**Compito assegnato**
Riscrivi come lista JSON di stringhe le righe riportate sotto a partire da quella che contiene "on the shrub" fino all'ultima, estremi inclusi. Metti una stringa per ogni riga e tralascia le righe vuote.

**Materiale fornito**
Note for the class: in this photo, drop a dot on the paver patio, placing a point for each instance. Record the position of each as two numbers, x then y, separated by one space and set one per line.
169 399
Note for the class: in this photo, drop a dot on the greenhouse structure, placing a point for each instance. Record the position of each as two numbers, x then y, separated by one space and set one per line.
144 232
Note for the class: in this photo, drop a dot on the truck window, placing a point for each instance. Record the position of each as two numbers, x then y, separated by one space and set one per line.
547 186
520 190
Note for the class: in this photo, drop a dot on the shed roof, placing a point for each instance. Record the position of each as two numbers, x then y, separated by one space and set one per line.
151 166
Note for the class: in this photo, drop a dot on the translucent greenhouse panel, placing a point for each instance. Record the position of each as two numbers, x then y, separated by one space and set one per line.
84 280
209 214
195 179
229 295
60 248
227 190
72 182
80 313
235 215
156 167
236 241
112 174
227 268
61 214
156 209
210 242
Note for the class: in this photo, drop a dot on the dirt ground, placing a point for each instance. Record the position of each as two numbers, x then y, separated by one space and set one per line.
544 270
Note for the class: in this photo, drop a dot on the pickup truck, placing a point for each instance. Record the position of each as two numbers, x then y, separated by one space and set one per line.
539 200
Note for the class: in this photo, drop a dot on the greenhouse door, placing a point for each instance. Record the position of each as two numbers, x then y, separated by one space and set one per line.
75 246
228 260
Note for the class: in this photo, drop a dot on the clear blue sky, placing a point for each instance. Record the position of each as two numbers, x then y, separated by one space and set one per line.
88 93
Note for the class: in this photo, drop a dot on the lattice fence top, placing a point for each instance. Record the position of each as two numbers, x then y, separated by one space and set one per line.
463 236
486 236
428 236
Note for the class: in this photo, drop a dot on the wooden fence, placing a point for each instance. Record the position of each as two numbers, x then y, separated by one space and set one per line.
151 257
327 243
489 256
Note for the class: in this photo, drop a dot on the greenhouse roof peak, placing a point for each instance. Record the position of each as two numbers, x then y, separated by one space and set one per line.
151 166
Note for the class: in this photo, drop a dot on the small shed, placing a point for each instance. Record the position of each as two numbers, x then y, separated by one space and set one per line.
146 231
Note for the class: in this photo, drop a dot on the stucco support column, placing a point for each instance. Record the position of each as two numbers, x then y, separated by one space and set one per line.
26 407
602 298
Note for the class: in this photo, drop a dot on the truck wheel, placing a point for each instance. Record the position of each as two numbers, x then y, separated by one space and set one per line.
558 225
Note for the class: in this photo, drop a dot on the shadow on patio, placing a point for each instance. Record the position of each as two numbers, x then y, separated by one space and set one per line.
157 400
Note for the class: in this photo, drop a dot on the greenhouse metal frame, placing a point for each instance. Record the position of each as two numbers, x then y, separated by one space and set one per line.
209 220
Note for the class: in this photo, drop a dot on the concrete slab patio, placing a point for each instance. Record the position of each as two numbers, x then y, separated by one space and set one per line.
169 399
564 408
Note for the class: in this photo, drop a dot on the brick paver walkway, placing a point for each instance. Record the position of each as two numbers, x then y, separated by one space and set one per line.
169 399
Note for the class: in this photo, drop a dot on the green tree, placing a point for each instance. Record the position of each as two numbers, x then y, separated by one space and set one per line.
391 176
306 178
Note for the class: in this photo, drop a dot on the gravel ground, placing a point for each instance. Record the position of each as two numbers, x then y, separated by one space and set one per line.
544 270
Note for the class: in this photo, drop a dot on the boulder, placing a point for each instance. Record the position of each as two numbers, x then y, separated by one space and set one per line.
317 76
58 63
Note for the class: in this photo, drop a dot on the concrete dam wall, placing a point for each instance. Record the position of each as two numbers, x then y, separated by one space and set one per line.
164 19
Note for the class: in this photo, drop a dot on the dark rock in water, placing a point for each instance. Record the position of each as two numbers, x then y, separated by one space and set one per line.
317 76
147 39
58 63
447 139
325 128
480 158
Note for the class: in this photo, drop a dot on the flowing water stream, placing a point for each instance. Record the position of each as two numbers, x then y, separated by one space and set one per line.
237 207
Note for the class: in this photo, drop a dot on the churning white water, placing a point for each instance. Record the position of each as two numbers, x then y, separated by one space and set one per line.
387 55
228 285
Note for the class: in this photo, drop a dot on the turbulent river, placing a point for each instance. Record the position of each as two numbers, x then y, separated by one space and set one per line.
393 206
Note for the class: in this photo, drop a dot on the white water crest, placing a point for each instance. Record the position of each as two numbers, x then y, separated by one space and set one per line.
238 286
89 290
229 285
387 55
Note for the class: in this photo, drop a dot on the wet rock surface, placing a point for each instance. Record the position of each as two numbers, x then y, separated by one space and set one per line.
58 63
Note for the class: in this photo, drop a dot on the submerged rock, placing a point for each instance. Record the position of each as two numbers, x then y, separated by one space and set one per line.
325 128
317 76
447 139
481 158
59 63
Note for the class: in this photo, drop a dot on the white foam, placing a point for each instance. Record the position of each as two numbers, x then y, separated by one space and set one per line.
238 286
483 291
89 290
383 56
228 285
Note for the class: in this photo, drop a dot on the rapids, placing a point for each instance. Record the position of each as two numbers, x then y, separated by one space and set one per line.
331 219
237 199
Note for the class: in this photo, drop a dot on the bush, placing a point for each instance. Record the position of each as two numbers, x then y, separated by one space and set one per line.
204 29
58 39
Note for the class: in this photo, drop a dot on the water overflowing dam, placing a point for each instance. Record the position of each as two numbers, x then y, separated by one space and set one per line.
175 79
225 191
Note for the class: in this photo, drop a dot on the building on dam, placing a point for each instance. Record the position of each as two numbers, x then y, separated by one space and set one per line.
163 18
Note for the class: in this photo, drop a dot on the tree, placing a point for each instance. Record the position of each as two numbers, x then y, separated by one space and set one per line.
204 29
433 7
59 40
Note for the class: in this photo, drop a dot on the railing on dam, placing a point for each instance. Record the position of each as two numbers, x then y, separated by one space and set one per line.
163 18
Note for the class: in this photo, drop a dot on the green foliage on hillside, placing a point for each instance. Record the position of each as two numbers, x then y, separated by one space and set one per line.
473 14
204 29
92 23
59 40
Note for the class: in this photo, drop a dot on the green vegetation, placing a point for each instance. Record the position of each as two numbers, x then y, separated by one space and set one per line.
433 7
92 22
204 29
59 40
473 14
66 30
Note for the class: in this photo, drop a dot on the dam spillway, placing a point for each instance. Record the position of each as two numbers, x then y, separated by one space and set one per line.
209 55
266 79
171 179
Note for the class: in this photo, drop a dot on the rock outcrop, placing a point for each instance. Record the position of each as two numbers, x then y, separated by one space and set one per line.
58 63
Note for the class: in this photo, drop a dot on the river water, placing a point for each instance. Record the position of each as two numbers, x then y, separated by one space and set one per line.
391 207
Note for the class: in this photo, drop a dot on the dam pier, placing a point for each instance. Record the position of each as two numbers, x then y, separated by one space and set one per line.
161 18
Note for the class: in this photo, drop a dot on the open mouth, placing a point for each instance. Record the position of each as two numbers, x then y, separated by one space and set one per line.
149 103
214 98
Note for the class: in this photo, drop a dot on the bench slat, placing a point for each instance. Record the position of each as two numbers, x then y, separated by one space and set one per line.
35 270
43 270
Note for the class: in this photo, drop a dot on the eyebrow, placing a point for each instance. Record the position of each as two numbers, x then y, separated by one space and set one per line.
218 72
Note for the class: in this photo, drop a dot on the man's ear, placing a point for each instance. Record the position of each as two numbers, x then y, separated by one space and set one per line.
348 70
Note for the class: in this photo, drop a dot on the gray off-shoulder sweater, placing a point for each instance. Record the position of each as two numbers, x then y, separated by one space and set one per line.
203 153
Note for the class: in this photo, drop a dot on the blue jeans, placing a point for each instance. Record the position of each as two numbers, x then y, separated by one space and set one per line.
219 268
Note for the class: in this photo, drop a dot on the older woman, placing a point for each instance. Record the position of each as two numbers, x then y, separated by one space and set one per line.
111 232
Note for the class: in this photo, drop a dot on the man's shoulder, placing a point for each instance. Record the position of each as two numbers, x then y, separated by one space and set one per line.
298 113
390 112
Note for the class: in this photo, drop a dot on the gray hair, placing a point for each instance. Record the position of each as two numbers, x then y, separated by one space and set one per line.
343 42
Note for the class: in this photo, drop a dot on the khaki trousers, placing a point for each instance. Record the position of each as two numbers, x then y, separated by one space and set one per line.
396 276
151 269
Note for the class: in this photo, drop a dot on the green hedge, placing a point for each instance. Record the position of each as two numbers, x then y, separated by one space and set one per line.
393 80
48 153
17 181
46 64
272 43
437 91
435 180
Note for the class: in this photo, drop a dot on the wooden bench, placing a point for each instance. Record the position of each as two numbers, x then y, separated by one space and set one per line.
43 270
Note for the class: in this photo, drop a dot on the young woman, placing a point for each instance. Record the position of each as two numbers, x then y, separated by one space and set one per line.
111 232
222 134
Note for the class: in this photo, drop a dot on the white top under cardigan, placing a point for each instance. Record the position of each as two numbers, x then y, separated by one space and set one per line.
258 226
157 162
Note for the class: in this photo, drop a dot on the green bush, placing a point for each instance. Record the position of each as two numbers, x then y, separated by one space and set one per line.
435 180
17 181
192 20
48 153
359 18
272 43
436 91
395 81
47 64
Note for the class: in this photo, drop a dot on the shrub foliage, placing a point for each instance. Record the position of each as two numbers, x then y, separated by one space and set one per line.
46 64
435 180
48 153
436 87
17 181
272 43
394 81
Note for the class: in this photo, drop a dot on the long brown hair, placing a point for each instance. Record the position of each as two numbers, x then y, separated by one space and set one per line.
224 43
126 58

**Compito svolto**
[
  "Note for the class: in this photo, drop a dot on the shrub foliage, placing a point for each instance. Record the position of each as two numbers, x then y, separated by one space and set one per line.",
  "46 64",
  "435 180",
  "48 153",
  "436 87",
  "17 181",
  "272 43",
  "394 81",
  "Note for the class: in this photo, drop a dot on the long brown hair, placing a point for each instance. Record the position of each as two numbers, x then y, separated by one space and set one per line.",
  "224 43",
  "126 58"
]